=== Sayfa alıntısı ===

Giden ve dönmeyen, bilen ve asla bildiklerinden şaşmayan,
gözleri yaşlı içi boş gibi görünen ama bir o kadar kalbi dolu bir adamsın sen. Bildiğim ama bilmediğimi iddia ettiğim sayısız sonsuzluk birimlerinden biri olsan da her ne kadar, ben seni o bilinmezliğinin içindeki saf benliğinden tanıdım yolların sonuna doğru giderken. Bildiğim ama söylemediğim şeylerin hepsi seni anlatıyordu içimde. Seni bu kadar sevmemin, senden gidemememin, yine de karşına çıkmaya bu kadar çekinmemin ve sana bu kadar uzak kalmaya çalışmamın sonucunca neler gördüğümü bir sorsan, bir anlasan içimdeki bu yangını; ölüm olurum gecenin en vakitsiz vaktinde…
Sen içimde karanlıklardan krallık kuran, yüreğimin en titrek anlarında içimi dolduran ve içimde çığlar düşüren, bir o kadar yaralayan ama bir o kadar da yaralarımı sarmaya çalışan, ne yaptığını, ne yapmaya çalıştığını asla anlayamayacağım sevgilim, bırak beni.

===

● **Kısa görev 1**
Sayfa alıntısına göre sevgili, anlatıcının içinde karanlıklardan ne kuruyor?

=== Sağlanan kayıtlar ===

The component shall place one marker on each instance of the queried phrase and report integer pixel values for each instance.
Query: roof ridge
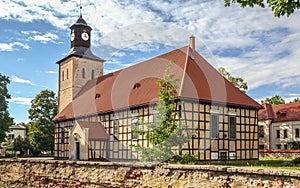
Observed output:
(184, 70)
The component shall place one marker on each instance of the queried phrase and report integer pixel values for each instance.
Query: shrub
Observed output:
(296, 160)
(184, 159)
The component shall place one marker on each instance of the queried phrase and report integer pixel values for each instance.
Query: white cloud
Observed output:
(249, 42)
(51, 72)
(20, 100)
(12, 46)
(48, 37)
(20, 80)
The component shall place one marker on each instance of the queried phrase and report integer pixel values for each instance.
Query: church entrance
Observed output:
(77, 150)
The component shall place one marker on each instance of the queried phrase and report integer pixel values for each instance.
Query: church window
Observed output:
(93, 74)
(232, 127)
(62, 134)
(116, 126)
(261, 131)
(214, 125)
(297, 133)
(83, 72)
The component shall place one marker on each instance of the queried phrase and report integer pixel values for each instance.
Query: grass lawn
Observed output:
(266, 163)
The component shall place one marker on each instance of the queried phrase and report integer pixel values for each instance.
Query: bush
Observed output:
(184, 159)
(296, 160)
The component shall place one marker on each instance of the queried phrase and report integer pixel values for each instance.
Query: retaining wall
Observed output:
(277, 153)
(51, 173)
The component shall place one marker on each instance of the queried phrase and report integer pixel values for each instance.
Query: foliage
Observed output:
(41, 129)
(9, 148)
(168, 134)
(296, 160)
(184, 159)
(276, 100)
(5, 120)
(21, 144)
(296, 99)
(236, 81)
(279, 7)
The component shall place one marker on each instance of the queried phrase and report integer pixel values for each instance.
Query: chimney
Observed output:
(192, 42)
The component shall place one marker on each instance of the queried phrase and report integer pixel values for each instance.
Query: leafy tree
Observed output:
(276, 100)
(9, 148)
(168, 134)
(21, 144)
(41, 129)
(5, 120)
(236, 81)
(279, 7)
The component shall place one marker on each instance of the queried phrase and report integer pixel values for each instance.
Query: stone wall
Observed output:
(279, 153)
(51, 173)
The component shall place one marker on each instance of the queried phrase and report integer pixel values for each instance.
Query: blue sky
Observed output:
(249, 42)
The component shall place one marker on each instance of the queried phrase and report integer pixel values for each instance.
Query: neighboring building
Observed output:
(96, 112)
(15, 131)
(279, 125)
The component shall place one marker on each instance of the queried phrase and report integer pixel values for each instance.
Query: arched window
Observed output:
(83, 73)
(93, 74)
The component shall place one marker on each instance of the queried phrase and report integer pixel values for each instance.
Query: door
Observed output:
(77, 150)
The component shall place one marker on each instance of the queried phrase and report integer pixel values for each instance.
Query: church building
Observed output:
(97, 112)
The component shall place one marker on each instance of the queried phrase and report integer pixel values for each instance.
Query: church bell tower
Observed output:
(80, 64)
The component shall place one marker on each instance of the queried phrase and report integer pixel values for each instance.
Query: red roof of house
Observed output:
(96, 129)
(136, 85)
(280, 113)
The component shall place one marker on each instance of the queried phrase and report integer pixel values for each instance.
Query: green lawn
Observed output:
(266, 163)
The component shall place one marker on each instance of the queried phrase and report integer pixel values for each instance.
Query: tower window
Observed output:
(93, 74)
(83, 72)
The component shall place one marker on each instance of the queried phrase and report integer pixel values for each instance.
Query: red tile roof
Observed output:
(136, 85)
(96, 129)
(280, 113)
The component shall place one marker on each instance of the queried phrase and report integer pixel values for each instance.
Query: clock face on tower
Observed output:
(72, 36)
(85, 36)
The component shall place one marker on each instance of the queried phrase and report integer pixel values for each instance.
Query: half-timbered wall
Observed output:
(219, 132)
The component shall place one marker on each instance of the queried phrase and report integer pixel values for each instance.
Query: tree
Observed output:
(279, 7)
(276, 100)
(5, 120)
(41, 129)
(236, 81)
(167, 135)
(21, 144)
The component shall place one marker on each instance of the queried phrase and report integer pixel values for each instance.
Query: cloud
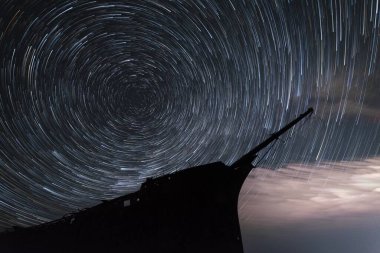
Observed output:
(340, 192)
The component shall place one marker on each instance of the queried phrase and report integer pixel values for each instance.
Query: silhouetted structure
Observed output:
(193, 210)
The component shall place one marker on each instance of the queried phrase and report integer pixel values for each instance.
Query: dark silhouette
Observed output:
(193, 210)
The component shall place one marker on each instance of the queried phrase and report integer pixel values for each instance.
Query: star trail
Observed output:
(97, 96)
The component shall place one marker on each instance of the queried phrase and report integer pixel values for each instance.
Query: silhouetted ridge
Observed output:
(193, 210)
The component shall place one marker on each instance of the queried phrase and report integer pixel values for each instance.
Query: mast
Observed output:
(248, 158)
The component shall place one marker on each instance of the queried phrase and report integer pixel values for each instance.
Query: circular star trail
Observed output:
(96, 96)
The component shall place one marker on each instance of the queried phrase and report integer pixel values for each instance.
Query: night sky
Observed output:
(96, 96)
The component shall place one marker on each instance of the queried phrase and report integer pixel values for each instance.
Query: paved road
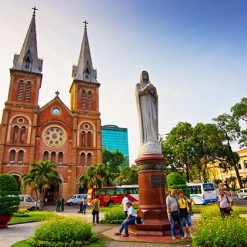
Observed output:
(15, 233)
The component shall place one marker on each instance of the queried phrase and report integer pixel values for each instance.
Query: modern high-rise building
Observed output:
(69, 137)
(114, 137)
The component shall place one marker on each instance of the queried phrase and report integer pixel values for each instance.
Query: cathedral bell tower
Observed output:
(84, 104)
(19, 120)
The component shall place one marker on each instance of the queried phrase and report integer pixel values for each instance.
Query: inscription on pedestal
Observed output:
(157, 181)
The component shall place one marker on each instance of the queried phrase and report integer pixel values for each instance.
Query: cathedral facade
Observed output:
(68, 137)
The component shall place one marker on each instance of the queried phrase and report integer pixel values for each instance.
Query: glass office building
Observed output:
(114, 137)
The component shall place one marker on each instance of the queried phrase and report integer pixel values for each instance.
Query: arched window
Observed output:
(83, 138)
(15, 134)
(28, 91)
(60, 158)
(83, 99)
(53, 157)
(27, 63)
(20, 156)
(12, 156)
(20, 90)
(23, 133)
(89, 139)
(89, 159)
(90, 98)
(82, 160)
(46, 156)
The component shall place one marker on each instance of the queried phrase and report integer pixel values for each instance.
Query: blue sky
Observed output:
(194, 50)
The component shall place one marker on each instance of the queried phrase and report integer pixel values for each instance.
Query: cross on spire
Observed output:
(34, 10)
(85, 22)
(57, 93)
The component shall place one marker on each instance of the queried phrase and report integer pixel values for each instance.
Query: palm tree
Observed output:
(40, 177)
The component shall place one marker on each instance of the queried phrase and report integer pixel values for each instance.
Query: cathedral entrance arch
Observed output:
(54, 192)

===

● **Kısa görev 2**
Yukarıdaki satırlardan "cathedral" sözcüğünü içerenlerin hepsini topla ve her birini aynen aktar.

● **Alıştırma yanıtı 1**
Bir krallık kuruyor.

● **Alıştırma yanıtı 2**
Query: cathedral bell tower
Query: cathedral facade
Query: cathedral entrance arch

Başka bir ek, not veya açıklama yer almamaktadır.